*WHAT THE TASK REQUIRES*
Copy every record below, exactly as written.

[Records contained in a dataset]
※ ※ ※
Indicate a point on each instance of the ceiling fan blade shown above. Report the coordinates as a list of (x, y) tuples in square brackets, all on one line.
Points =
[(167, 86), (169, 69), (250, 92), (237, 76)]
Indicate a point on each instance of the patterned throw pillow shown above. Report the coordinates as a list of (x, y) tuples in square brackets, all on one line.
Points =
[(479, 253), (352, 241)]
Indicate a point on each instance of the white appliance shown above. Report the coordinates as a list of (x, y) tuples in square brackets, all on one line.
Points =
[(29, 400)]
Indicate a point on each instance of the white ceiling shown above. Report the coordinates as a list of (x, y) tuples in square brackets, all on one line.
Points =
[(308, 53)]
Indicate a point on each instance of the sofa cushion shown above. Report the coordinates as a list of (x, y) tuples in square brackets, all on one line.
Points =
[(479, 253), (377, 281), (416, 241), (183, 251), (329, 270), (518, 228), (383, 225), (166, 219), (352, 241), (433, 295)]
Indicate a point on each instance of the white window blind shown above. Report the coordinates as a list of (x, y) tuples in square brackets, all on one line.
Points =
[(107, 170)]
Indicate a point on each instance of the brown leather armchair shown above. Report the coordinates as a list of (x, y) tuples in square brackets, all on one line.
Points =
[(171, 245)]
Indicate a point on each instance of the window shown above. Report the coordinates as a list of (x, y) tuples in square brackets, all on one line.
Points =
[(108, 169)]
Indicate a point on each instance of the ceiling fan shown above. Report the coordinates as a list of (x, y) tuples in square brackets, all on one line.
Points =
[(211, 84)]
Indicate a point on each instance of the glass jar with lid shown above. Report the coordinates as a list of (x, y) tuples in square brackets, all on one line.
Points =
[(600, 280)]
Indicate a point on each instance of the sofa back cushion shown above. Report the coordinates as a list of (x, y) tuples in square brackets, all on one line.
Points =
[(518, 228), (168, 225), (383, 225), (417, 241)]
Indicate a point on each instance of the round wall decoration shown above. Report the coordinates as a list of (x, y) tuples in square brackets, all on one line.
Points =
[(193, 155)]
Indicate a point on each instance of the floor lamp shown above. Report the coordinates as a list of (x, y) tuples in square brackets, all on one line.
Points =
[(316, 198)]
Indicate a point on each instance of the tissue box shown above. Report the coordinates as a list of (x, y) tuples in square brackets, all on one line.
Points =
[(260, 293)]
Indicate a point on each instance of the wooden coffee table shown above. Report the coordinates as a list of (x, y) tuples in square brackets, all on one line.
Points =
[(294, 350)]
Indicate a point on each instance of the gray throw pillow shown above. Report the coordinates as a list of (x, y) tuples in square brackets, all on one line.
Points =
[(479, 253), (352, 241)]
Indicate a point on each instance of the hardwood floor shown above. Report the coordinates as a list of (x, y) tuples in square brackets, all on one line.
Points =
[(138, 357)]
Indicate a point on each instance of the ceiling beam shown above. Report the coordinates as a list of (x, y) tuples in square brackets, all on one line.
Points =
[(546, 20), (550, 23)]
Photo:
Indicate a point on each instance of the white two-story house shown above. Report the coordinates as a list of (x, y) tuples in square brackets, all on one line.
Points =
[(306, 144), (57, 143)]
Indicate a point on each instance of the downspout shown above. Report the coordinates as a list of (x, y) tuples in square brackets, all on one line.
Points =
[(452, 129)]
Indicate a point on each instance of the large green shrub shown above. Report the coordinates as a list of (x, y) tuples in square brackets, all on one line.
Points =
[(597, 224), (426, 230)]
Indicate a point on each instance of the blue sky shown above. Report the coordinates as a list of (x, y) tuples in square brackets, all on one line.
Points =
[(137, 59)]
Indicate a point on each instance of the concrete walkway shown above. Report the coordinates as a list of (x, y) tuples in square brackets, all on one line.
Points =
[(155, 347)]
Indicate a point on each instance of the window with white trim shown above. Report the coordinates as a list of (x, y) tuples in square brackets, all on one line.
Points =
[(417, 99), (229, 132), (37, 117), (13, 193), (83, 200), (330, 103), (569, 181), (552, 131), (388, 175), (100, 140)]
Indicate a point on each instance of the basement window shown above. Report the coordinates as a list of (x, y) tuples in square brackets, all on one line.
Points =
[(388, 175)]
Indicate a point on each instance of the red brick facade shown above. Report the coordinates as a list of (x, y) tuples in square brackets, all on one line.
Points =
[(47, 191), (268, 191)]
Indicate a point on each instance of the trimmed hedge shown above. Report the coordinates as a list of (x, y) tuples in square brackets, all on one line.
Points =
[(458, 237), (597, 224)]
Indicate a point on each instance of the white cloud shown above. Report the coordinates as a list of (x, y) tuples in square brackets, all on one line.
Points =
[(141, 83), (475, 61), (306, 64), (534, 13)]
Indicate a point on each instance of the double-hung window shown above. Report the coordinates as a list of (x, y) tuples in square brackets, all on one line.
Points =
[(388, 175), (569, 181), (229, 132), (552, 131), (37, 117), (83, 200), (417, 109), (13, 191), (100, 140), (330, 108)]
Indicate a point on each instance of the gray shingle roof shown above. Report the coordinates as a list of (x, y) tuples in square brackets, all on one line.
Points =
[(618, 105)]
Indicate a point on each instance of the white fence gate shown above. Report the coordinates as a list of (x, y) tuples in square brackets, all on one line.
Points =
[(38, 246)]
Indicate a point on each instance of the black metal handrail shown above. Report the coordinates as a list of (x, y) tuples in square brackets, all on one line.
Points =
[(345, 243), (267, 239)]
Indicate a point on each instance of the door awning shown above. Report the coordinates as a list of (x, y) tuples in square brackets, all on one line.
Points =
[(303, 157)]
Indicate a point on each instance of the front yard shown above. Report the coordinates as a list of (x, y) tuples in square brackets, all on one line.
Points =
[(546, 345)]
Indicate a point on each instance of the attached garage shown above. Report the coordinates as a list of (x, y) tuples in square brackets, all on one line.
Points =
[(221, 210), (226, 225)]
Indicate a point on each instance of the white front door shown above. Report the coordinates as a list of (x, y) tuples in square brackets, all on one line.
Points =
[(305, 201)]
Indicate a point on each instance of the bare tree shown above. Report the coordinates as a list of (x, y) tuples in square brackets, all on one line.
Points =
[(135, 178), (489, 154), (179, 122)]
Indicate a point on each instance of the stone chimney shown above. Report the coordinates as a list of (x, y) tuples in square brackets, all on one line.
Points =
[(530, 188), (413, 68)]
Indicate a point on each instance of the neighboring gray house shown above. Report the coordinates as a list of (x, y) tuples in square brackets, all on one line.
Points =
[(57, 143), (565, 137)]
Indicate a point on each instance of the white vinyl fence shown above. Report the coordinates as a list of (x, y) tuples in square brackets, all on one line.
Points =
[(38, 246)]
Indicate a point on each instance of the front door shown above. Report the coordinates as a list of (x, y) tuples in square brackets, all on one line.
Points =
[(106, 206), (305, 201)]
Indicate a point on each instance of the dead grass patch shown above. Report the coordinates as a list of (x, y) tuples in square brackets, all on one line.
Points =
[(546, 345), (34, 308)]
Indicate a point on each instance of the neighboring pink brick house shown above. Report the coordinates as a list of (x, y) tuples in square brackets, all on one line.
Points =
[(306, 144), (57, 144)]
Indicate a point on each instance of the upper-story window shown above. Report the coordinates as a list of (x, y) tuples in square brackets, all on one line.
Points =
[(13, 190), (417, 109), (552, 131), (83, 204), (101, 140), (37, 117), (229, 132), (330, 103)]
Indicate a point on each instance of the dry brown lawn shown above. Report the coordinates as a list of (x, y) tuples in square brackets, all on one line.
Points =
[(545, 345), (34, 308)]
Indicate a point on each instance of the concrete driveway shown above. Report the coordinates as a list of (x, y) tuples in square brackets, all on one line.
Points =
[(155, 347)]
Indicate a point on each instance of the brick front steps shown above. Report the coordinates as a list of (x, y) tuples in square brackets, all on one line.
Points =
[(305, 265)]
※ ※ ※
*EXERCISE RESPONSE*
Indicate a point on each instance of the ceiling fan blade shown above. Report the coordinates as a list of (x, y) tuples in square brackets, all on one line.
Points =
[(167, 86), (169, 69), (250, 92), (237, 76)]
Indicate a point on each instance of the patterned throw pillow shown above. Report the coordinates as a list of (x, y) tuples in square brackets, all on one line.
Points =
[(479, 253), (352, 241)]
Indicate a point on each instance of the white appliance shown above. Report the coordinates as a list of (x, y) tuples in square brackets, all on one line.
Points =
[(29, 400)]
Indicate a point on each instance of the white ceiling shown above. Report the coordinates as a list of (x, y) tuples in square brackets, all on one line.
Points =
[(308, 53)]
Indicate a point on each instance of the sofa cushion shown above. Report the coordinates as a list of (x, y) tuples in square brackets, all on one line.
Points =
[(479, 253), (377, 281), (416, 241), (183, 251), (329, 270), (518, 228), (383, 225), (166, 219), (352, 241), (433, 295)]
Indicate a point on each instance of the white window blind shown above. Report the coordinates as a list of (x, y) tuples in square brackets, all on one line.
Points =
[(107, 170)]
Indicate a point on each instance of the brown leather armchair shown above. Report the coordinates as a list of (x, y) tuples in square brackets, all on one line.
Points =
[(171, 245)]
Indicate a point on each instance of the window shown above. Report the coordinates as a list of (x, y) tuples in square brackets, all on one line.
Points =
[(108, 169)]
Indicate a point on each instance of the ceiling fan shown above. Report the coordinates as a list of (x, y) tuples in square brackets, all on one line.
Points =
[(211, 84)]
Indicate a point on each instance of the glass jar with lid shown above. Report the coordinates as a list of (x, y) tuples in square brackets, all on one line.
Points =
[(600, 280)]
Indicate a point on each instance of the sofa back cushion shown above. Report the coordinates as a list of (x, y) tuples in square brackets, all on one line.
Points =
[(518, 228), (168, 225), (383, 225), (417, 241)]
Indicate a point on each instance of the round wall decoration shown above. Report the coordinates as a list of (x, y) tuples in square brackets, all on one line.
Points =
[(193, 155)]
Indicate a point on each instance of the floor lamp shown above. Report the coordinates as a list of (x, y) tuples in square brackets, all on one line.
Points =
[(316, 198)]
Indicate a point on each instance of the tissue box shown above. Report the coordinates as a list of (x, y) tuples in square brackets, all on one line.
Points =
[(260, 293)]
Indicate a point on each instance of the wooden coffee table shown above. Report the coordinates as a list of (x, y) tuples in square brackets, all on one line.
Points =
[(294, 350)]
Indicate a point on each instance of the gray throw pillow shown above. Report the coordinates as a list of (x, y) tuples in square brackets, all on one line.
Points =
[(479, 253), (352, 241)]
Indicate a point on each instance of the hardwood floor shown above. Report the coordinates as a list of (x, y) tuples in square brackets, all on one line.
Points =
[(138, 357)]
Indicate a point on each instance of the ceiling beam shown above. Report the coordinates as a list of (x, y) tuples in square brackets, all on one line.
Points =
[(546, 20), (550, 23)]
Photo:
Indicate a point on each instance of the white two-story house shown above. Report the coordinates as a list of (x, y) tuples in square brackets, all on one line.
Points =
[(306, 144), (57, 143)]
Indicate a point on each instance of the downspout shown above. Report the coordinates as a list of (x, y) tuples in square brackets, all on one line.
Points =
[(452, 129)]
Indicate a point on each instance of the large green shrub shown above. Report the coordinates as a list of (x, y) tuples in square brackets, all on one line.
Points =
[(597, 224), (426, 230)]
Indicate a point on each instance of the blue sky shown above. Report the coordinates as a list of (x, y) tuples in square brackets, all on one line.
Points =
[(137, 59)]
Indicate a point on each instance of the concrete walkway shown above. Report the coordinates as a list of (x, y) tuples in square brackets, all on one line.
Points =
[(155, 347)]
Indicate a point on each instance of the window with white trim shown above. Report the coordinates as a list of (x, y) tuples in square brackets, all on one line.
Points =
[(417, 99), (229, 132), (37, 117), (13, 193), (83, 200), (330, 103), (569, 181), (552, 131), (388, 175), (100, 140)]
Indicate a point on each instance of the basement window shown above. Report the coordinates as a list of (x, y) tuples in square brackets, all on one line.
Points =
[(388, 175)]
Indicate a point on each instance of the red brick facade shown above. Report the coordinates as a list of (x, y) tuples in square brackets, all on one line.
Points =
[(47, 191), (268, 191)]
Indicate a point on each instance of the trimmed hedge shown above. Report the coordinates as a list of (x, y) tuples in square brackets, all on one line.
Points =
[(458, 237), (597, 224)]
Indicate a point on each instance of the white cloud shown above. Report the coordinates as a list of (x, y) tuples in square brackets, all on one line.
Points =
[(141, 83), (475, 61), (306, 64), (534, 13)]
Indicate a point on each instance of the double-hung window shown above. Report the coordinates as a list of (x, y) tuples in square brackets, all on one line.
Points =
[(388, 175), (569, 181), (229, 132), (552, 131), (37, 117), (83, 200), (417, 109), (13, 191), (100, 140), (330, 108)]
Indicate a point on each instance of the gray shingle roof shown above. Report the coordinates as a list of (x, y) tuples in square brackets, all on one line.
Points =
[(618, 105)]
Indicate a point on each instance of the white fence gate shown above. Report the coordinates as a list of (x, y) tuples in square brackets, all on one line.
Points =
[(38, 246)]
Indicate a point on each instance of the black metal handrail shown above. Report the coordinates as a list of (x, y) tuples in square brackets, all on one line.
Points =
[(345, 243), (267, 239)]
Indicate a point on each instance of the door awning shown above. Report the coordinates as a list of (x, y) tuples in square brackets, all on one line.
Points =
[(303, 157)]
Indicate a point on each instance of the front yard shown above. Report the coordinates as a list of (x, y) tuples in square brackets, all on one line.
Points =
[(546, 345)]
Indicate a point on each instance of the attached garage shown above. Report the coordinates as a list of (x, y) tuples in square brackets, all on one line.
Points =
[(221, 210), (226, 225)]
Indicate a point on each instance of the white front door shown above. Report the coordinates as a list of (x, y) tuples in square brackets, all on one line.
Points =
[(305, 201)]
Indicate a point on each instance of the bare tree shown above. Report the coordinates as a list of (x, y) tuples in square brackets, all on one line.
Points =
[(135, 178), (489, 154), (179, 122)]
Indicate a point on each instance of the stone chimney shown above. Report the coordinates as a list of (x, y) tuples in square brackets, all on one line.
Points =
[(530, 188), (413, 68)]
Indicate a point on each instance of the neighboring gray house shown above. Report the coordinates as a list of (x, y) tuples in square brackets, all on one line.
Points =
[(57, 143), (565, 137)]
Indicate a point on each instance of the white vinyl fence shown above. Report the coordinates as a list of (x, y) tuples in square brackets, all on one line.
Points =
[(38, 246)]
Indicate a point on each instance of the front door shown above. Report the coordinates as a list of (x, y) tuples in square brackets, all on one line.
Points =
[(106, 206), (305, 201)]
Indicate a point on each instance of the dead grass patch shown above. Report the coordinates as a list of (x, y) tuples in square brackets, all on one line.
Points =
[(546, 345), (34, 308)]
Indicate a point on each instance of the neighboring pink brick house shown above. Report the coordinates as a list of (x, y) tuples in square brackets, all on one line.
Points =
[(306, 144), (57, 144)]
Indicate a point on each instance of the upper-story window shown above. Report the coordinates as a list of (x, y) tuples in square brackets, all on one line.
Points =
[(13, 190), (417, 109), (552, 131), (83, 204), (101, 140), (37, 117), (229, 132), (330, 103)]
Indicate a point on each instance of the dry brown lawn shown above. Report the coordinates as a list of (x, y) tuples in square brackets, all on one line.
Points =
[(545, 345), (34, 308)]
Indicate a point on each instance of the concrete driveway shown above. Report the coordinates as a list of (x, y) tuples in square brackets, all on one line.
Points =
[(155, 347)]
Indicate a point on each instance of the brick front steps shown above. Report the coordinates as a list of (x, y) tuples in square brackets, all on one line.
Points =
[(305, 265)]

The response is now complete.